(Records excerpted from a collection)
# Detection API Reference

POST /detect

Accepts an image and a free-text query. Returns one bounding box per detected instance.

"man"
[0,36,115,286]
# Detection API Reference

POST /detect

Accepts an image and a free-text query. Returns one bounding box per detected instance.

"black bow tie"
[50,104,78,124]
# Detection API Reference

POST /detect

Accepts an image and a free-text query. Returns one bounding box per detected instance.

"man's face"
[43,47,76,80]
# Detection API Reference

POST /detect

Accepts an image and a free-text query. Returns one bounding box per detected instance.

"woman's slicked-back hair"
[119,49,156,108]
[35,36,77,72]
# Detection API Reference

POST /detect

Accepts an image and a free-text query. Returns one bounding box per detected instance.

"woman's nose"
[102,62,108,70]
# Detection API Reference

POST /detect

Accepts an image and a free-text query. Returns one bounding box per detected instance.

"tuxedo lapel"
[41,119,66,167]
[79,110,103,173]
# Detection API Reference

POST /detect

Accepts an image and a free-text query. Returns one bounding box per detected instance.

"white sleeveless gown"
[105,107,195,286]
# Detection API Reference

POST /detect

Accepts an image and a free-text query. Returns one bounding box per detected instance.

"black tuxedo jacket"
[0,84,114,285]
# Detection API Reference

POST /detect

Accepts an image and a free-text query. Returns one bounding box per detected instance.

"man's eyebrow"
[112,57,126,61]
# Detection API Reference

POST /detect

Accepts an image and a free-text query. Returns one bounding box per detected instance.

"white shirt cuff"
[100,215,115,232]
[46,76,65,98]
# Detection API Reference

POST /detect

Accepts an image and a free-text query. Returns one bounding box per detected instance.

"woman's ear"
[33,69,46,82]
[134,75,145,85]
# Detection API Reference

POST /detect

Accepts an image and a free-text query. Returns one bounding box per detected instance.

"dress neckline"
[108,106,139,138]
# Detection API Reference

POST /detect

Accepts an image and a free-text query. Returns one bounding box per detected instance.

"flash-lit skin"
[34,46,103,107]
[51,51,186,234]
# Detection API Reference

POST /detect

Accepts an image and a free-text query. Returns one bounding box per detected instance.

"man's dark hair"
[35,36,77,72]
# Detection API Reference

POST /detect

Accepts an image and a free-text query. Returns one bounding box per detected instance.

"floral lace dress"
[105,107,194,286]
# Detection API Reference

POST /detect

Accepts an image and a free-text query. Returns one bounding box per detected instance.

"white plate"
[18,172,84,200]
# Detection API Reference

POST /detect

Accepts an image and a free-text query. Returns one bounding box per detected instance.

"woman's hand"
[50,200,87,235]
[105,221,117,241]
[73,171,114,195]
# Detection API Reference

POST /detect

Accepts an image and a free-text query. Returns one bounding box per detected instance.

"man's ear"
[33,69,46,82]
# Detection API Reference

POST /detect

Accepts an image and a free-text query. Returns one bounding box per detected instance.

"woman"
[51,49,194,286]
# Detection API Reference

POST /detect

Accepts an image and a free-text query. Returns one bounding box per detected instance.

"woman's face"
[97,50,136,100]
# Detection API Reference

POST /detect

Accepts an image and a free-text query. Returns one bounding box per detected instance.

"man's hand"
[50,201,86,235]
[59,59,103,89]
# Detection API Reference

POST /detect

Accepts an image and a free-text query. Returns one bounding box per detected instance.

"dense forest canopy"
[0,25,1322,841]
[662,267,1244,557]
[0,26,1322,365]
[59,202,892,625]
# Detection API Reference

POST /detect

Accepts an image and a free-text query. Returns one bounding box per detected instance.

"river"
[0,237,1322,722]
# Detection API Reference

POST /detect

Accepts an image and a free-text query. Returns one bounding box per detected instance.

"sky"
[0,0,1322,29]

• WHAT TO PRODUCE:
Please arrange all of the lines above as a JSON list of strings, with one string per line and any blank lines omitted.

• OUTPUT BELOW:
[
  "# Detection API Reference",
  "POST /detect",
  "Accepts an image and a free-text query. Returns one bounding box per detected instance.",
  "\"man\"",
  "[0,36,115,286]",
  "# Detection API Reference",
  "POST /detect",
  "Accepts an image and a free-text query. Returns one bounding box per detected instance.",
  "\"black bow tie\"",
  "[50,104,78,124]",
  "# Detection API Reference",
  "POST /detect",
  "Accepts an image and a free-text query. Returns one bounding box per detected instance.",
  "\"man's face\"",
  "[43,47,76,80]",
  "# Detection API Reference",
  "POST /detect",
  "Accepts an image and a free-text query. Returns one bounding box per detected instance.",
  "\"woman's slicked-back hair\"",
  "[119,49,156,108]",
  "[35,36,77,72]",
  "# Detection API Reference",
  "POST /detect",
  "Accepts an image and a free-text query. Returns one bounding box per detected instance.",
  "\"woman's nose\"",
  "[102,62,108,70]",
  "# Detection API Reference",
  "POST /detect",
  "Accepts an image and a free-text query. Returns one bounding box per detected instance.",
  "\"tuxedo lapel\"",
  "[41,119,66,167]",
  "[79,110,103,173]",
  "# Detection API Reference",
  "POST /detect",
  "Accepts an image and a free-text query. Returns one bounding box per detected instance.",
  "\"white sleeveless gown\"",
  "[105,107,195,286]",
  "# Detection API Reference",
  "POST /detect",
  "Accepts an image and a free-text query. Returns one bounding box per detected instance.",
  "\"black tuxedo jacket\"",
  "[0,84,114,285]",
  "# Detection API Reference",
  "POST /detect",
  "Accepts an image and a free-text query. Returns one bounding box per detected instance.",
  "\"man's eyebrow\"",
  "[112,57,126,61]",
  "# Detection API Reference",
  "POST /detect",
  "Accepts an image and a free-text query. Returns one bounding box per detected instance.",
  "\"white shirt cuff\"",
  "[100,215,115,232]",
  "[46,76,65,98]",
  "# Detection API Reference",
  "POST /detect",
  "Accepts an image and a free-text query. Returns one bounding box per detected instance.",
  "\"woman's ear\"",
  "[33,69,46,82]",
  "[134,75,145,85]",
  "# Detection API Reference",
  "POST /detect",
  "Accepts an image and a free-text query. Returns one bounding box per detected instance.",
  "\"dress neckline\"",
  "[108,106,139,138]",
  "# Detection API Reference",
  "POST /detect",
  "Accepts an image and a free-text query. Returns one bounding box per detected instance.",
  "\"flash-lit skin\"",
  "[34,46,103,107]",
  "[51,51,186,234]",
  "# Detection API Reference",
  "POST /detect",
  "Accepts an image and a free-text query. Returns one bounding box per detected instance.",
  "\"man's dark hair\"",
  "[35,36,77,72]",
  "# Detection API Reference",
  "POST /detect",
  "Accepts an image and a free-text query. Returns one bounding box per detected instance.",
  "\"floral lace dress\"",
  "[105,107,194,286]",
  "# Detection API Reference",
  "POST /detect",
  "Accepts an image and a free-text query. Returns one bounding box per detected instance.",
  "\"white plate\"",
  "[18,172,84,200]",
  "# Detection API Reference",
  "POST /detect",
  "Accepts an image and a free-text query. Returns one bounding box per detected instance.",
  "\"woman's hand\"",
  "[50,200,87,235]",
  "[105,221,117,241]",
  "[73,171,114,195]",
  "# Detection API Reference",
  "POST /detect",
  "Accepts an image and a free-text query. Returns one bounding box per detected instance.",
  "\"man's ear\"",
  "[33,69,46,82]",
  "# Detection API Reference",
  "POST /detect",
  "Accepts an image and a free-text query. Returns one bounding box per detected instance.",
  "\"woman\"",
  "[51,49,194,286]",
  "# Detection API Reference",
  "POST /detect",
  "Accepts an image and a free-text query. Returns one bounding box per detected instance.",
  "\"woman's face\"",
  "[97,50,136,100]",
  "# Detection API Reference",
  "POST /detect",
  "Accepts an image and a free-text query. Returns one bounding box per detected instance.",
  "\"man's hand\"",
  "[50,201,86,235]",
  "[59,59,103,89]",
  "# Detection API Reference",
  "POST /detect",
  "Accepts an image and a free-text query. Returns one bounding box per detected instance.",
  "\"dense forest canopy\"",
  "[0,25,1322,841]",
  "[662,267,1244,557]",
  "[0,26,1322,365]",
  "[59,202,892,625]",
  "# Detection API Reference",
  "POST /detect",
  "Accepts an image and a free-text query. Returns one bounding box per detected instance.",
  "\"river\"",
  "[0,237,1322,722]",
  "# Detection API Reference",
  "POST /detect",
  "Accepts an image and a free-text query. Returns one bounding box per detected instance.",
  "\"sky\"",
  "[0,0,1322,29]"
]